>>

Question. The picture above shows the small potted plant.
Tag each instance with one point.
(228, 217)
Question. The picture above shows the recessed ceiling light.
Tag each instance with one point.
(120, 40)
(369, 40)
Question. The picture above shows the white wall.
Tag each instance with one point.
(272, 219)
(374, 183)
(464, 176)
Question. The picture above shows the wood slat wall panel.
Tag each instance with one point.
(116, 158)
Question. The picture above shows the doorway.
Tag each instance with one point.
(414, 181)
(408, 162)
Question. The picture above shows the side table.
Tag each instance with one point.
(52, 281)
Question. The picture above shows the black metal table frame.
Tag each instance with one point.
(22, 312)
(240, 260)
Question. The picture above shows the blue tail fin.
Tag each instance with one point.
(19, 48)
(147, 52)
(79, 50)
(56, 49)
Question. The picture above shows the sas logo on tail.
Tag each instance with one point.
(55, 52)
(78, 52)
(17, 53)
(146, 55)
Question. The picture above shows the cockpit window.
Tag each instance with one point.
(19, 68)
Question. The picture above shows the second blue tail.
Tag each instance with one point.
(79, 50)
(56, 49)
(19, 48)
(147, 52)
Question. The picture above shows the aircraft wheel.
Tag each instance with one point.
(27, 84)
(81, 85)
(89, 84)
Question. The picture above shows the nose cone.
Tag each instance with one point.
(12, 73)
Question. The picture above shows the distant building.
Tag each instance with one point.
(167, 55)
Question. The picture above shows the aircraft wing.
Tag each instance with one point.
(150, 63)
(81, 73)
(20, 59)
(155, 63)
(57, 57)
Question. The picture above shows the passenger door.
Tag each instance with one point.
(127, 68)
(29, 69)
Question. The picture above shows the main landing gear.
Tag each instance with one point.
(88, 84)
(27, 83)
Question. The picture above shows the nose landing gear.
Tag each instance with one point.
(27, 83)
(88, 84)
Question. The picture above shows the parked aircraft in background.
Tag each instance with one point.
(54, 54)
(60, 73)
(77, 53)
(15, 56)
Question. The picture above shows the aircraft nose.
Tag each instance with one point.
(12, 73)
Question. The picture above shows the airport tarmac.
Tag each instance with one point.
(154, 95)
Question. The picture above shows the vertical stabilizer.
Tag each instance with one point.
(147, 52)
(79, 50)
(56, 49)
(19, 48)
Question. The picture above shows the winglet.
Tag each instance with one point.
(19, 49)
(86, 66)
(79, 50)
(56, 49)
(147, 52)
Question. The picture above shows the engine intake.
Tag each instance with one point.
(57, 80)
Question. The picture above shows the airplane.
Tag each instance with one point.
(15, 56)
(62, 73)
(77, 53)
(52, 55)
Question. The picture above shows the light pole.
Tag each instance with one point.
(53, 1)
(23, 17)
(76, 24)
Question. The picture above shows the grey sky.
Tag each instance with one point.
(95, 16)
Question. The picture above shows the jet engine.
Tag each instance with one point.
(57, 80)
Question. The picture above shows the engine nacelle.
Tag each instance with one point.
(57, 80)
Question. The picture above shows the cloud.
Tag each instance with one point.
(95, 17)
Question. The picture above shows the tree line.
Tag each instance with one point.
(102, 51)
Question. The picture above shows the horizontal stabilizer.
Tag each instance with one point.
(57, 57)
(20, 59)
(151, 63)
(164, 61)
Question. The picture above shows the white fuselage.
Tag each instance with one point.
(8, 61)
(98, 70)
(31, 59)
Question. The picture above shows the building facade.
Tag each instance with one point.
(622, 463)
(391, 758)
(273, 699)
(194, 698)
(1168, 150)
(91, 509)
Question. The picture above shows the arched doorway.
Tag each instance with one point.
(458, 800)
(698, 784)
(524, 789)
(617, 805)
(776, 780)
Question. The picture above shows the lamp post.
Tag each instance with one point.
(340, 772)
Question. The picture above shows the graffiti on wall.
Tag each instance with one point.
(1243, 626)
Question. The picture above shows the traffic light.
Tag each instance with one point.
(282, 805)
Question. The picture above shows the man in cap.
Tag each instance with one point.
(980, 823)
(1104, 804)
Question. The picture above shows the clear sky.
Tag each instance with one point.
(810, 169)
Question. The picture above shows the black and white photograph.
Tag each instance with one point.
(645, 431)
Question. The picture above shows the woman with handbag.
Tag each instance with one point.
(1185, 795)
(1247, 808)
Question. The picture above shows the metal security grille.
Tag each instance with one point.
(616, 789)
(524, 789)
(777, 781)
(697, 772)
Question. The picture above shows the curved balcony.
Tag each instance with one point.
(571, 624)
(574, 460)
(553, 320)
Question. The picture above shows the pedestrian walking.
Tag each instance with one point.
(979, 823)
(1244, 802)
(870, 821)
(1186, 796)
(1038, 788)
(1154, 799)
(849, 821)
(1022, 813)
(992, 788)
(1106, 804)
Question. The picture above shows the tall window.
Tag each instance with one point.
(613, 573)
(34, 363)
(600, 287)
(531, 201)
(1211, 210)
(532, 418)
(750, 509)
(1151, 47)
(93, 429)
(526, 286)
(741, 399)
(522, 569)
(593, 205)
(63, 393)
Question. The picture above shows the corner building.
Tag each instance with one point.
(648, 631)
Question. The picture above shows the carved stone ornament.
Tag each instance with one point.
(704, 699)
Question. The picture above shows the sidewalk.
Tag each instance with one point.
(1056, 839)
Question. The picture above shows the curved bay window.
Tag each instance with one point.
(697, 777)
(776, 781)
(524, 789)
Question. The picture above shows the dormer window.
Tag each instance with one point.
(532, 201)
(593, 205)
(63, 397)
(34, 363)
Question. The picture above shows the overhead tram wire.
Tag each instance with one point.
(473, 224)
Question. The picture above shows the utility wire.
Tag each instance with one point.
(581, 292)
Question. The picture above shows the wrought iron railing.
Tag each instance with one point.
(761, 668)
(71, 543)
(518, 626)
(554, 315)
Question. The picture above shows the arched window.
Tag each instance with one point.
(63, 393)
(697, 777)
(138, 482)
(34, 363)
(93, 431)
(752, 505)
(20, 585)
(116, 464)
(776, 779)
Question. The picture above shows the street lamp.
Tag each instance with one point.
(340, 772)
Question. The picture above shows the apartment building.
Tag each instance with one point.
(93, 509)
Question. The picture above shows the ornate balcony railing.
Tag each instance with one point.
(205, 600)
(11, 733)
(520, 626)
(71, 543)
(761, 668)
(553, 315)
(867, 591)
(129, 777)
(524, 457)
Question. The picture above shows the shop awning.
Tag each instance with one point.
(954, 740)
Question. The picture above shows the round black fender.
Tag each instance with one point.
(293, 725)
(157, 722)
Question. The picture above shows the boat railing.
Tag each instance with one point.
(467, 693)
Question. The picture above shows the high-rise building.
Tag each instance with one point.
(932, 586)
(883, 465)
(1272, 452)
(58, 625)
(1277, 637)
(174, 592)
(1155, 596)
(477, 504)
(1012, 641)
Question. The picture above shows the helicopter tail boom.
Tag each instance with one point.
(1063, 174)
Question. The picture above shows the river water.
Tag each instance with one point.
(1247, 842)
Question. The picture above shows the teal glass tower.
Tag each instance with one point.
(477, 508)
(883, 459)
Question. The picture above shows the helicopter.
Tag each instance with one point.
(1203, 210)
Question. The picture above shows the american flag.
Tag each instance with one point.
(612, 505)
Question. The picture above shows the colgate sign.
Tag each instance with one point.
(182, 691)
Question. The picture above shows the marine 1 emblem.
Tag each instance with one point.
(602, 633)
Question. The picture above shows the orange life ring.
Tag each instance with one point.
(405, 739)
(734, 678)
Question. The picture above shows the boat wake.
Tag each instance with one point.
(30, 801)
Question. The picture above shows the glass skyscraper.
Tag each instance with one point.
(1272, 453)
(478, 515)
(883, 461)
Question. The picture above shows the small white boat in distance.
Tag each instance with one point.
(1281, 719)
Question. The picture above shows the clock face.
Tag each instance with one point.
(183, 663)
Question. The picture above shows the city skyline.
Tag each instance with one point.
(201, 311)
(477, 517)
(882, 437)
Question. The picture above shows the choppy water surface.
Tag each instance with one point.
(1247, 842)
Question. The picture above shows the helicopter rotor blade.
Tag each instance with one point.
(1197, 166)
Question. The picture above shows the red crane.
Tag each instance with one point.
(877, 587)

<<

Retype the lines beginning at the one containing "Question. The picture above shows the choppy" and ending at the final line of the material, both included.

Question. The picture above shows the choppy water surface.
Tag each instance with one point.
(1247, 842)
Question. The picture above shows the helicopter rotor blade.
Tag each instance with one point.
(1197, 166)
Question. The picture above shows the red crane.
Tag each instance with one point.
(877, 587)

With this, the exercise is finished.